Source passage |
= = = =

- Interactive map of Vesyoloye
- Vesyoloye Location of Vesyoloye Vesyoloye Vesyoloye (Krasnodar Krai)
- Coordinates: 43°23′58″N 39°59′17″E﻿ / ﻿43.39944°N 39.98806°E
- Country: Russia
- Federal subject: Krasnodar Krai
- Administrative district: Adlersky City District
- Rural okrugSelsoviet: Nizhneshilovsky Rural Okrug
- Elevation: 40 m (130 ft)

Population
- • Estimate (2002): 4,100 )

Administrative status
- • Subordinated to: City of Sochi

Municipal status
- • Urban okrug: Sochi Urban Okrug
- Time zone: UTC+3 (MSK )
- Postal code: 354375
- OKTMO ID: 03726000226

= Vesyoloye, Krasnodar Krai =

Vesyoloye (Весёлое) is a rural locality (a selo) in Nizhneshilovsky Rural Okrug under the administrative jurisdiction of Adlersky City District of the City of Sochi. Population: 4,100 (2002 est.).

= = = =

Data for review |
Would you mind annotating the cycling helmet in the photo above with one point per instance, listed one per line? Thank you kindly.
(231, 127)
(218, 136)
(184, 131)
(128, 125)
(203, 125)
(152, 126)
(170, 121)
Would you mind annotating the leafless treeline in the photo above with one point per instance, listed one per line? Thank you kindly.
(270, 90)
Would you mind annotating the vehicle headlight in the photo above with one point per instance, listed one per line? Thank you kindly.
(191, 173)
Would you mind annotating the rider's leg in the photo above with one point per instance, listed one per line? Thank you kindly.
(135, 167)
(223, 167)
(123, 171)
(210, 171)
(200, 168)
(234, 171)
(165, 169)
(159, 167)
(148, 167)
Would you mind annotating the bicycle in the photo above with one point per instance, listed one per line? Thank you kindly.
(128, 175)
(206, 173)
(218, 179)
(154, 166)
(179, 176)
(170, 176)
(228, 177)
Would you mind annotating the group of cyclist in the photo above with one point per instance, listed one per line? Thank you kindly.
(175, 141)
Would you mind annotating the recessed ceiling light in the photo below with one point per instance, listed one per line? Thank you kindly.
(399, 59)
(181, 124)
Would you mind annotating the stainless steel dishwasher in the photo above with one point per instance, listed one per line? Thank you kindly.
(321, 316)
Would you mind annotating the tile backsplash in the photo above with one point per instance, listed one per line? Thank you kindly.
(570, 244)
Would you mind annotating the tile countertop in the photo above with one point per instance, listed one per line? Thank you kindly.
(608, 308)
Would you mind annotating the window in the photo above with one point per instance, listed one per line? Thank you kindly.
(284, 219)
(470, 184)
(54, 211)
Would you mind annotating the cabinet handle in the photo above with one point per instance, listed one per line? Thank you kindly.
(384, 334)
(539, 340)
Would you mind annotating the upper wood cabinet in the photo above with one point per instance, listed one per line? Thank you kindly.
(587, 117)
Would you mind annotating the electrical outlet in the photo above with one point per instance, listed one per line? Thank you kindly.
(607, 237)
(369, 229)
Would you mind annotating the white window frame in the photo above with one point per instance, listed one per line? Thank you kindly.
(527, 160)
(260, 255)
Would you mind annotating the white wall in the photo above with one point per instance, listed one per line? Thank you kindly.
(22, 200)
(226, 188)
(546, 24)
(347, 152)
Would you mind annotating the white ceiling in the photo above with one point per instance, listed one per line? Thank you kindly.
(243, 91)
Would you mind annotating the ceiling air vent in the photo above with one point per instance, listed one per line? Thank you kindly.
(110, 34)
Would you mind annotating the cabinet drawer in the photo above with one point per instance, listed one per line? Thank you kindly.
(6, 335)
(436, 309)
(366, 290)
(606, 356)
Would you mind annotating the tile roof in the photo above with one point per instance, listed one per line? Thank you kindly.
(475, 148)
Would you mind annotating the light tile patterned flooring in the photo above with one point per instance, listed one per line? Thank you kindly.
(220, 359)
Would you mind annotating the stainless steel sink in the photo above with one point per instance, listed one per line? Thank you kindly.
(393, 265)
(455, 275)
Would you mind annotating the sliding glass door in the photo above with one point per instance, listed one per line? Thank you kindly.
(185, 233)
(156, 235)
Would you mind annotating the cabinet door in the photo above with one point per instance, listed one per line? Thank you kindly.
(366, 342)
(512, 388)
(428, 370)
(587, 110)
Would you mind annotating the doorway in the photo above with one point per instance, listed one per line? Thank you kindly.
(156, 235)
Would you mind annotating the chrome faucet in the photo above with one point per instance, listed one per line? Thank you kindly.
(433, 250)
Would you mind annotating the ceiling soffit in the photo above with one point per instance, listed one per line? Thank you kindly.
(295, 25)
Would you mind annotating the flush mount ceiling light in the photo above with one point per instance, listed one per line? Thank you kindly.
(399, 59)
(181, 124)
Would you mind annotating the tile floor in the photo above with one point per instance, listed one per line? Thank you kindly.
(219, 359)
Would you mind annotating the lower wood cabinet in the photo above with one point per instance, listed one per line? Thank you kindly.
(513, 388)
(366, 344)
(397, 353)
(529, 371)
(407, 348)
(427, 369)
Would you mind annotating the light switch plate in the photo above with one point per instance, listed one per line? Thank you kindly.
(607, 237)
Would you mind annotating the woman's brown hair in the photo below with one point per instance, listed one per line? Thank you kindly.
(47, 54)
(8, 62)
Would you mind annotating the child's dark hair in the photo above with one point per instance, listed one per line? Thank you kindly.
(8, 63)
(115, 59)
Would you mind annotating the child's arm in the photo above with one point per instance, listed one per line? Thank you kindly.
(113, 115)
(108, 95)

= = = =

Action item |
Return the Vesyoloye passage word for word, between "- Coordinates: 43°23′58″N" and "(2002): 4,100 )", inclusive.

Problem solution |
- Coordinates: 43°23′58″N 39°59′17″E﻿ / ﻿43.39944°N 39.98806°E
- Country: Russia
- Federal subject: Krasnodar Krai
- Administrative district: Adlersky City District
- Rural okrugSelsoviet: Nizhneshilovsky Rural Okrug
- Elevation: 40 m (130 ft)

Population
- • Estimate (2002): 4,100 )